ACTIVITY: Every line of the listing is to be printed again exactly.

SOURCE MATERIAL:
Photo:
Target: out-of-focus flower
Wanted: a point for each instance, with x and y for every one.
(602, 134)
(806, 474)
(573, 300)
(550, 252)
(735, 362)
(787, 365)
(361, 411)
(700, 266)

WRITTEN RESPONSE:
Photo:
Target: out-of-focus flower
Wanted: a point for each instance, with x and y for every one.
(602, 134)
(806, 474)
(573, 300)
(550, 252)
(735, 362)
(787, 365)
(361, 411)
(700, 266)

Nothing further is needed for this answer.